◆ STATED GOAL 1 ◆
Copy the rows below word for word, from the line with "Assuming the yellow" through the end of the rows.

◆ SOURCE DOCUMENT ◆
┌──

I think this means one (or a combination) of several things:

  • No surveillance of Americans overseas takes place with the assistance of US providers (which would trigger 703)
  • The government has some interpretation — perhaps a corollary to their claim that Americans have no expectation of privacy for any international communications — that claims they can use a lower standard for people overseas
  • The government uses traditional FISA even on people located overseas

I used to think it was this last one: that the government just went through the trouble of getting a traditional order every time it targeted a US person, meaning they’d also give the person full FISA notice if that person were prosecuted. Except I think using a traditional order to target an American overseas is actually a violation (!) that gets reported to IOB.

If it’s not that, then you would think it’d have to be the wacky interpretation, the middle option. After all, Americans are at least as likely to use Gmail as foreigners are, so to get the Gmail of Americans overseas, the NSA would presumably ask Google for assistance, and therefore trigger 703, unless there were a wacky legal interpretation to bypass that. There are things that make it clear NSA has a great deal of redundancy in its collection, even with PRISM collection, which makes it clear they do double dip, obtaining even Gmail overseas and domestically (which is why they’d have GCHQ hack Google’s overseas fiber). It’s possible, though, that the NSA conducts so much bulk collection overseas it is actually easier (or legally more permissive) to just collect US person content from bulk collections obtained overseas, thereby bypassing any domestic provider and onerous legal notice. I suppose it’s also possible that NSA now uses 703 (my proof they don’t dates to 2012 or earlier), having had to resort to playing by the rules as more providers lock up their data better in the wake of the Snowden revelations. (Note, Mieke Eoyang has an interesting FAA suggestion that would require exclusivity when NSA accesses content from US providers, thereby preventing them from stealing Google data overseas.)

My first point, then, in raising 704 is to say Congress and advocates should use this opportunity to figure out which of these options it is. Why is it that members of Congress still brag about having got NSA to accede to 703 when 703 is not used? What does it mean that they’re not using it?

But here’s my other concern. If the first option is the answer — that is, if overseas collection is so thorough that NSA can collect on someone, if there are reasons to, without using any provider, it means there’s a shit-ton of American content — both of people located in the US and overseas — accessible in NSA’s collections. We knew that. But it’d say even US provider content is available in great volume (which would be doable for any of them not using encryption in motion).

My other concern is that Americans overseas may actually have more protections than Americans in the US.

└──

◆ MATERIAL PROVIDED ◆
┌──

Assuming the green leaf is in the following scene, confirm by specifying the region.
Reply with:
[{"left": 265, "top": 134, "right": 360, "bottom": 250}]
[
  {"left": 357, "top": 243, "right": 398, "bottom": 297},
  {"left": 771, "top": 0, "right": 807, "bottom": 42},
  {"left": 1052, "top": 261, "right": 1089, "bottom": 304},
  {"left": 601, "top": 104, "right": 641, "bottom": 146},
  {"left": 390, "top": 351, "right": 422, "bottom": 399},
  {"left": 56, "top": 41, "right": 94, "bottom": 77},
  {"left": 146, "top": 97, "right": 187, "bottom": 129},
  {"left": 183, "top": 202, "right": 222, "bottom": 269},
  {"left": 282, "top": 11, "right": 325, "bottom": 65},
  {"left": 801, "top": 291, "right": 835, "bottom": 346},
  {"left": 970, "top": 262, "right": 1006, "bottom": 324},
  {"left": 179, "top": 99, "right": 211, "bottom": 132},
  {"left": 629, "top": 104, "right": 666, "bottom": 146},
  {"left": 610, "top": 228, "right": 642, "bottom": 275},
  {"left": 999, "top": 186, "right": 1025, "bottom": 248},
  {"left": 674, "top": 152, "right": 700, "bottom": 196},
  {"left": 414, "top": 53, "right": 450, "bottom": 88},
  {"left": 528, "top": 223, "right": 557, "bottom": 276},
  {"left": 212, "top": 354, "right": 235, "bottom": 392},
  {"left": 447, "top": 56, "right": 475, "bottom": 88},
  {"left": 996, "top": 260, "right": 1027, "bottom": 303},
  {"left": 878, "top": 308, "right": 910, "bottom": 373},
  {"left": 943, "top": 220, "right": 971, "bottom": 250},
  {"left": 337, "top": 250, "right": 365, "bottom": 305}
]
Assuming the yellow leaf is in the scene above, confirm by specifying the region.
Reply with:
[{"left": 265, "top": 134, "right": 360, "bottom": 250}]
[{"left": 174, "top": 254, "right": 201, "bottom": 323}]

└──

◆ STATED GOAL 2 ◆
In the passage on NSA surveillance above, give the part from "I think this" up to and including "would trigger 703)" again, putting "monitoring" in place of "surveillance".

◆ FULL SOLUTION 1 ◆
Assuming the yellow leaf is in the scene above, confirm by specifying the region.
Reply with:
[{"left": 265, "top": 134, "right": 360, "bottom": 250}]
[{"left": 174, "top": 254, "right": 201, "bottom": 323}]

◆ FULL SOLUTION 2 ◆
I think this means one (or a combination) of several things:

  • No monitoring of Americans overseas takes place with the assistance of US providers (which would trigger 703)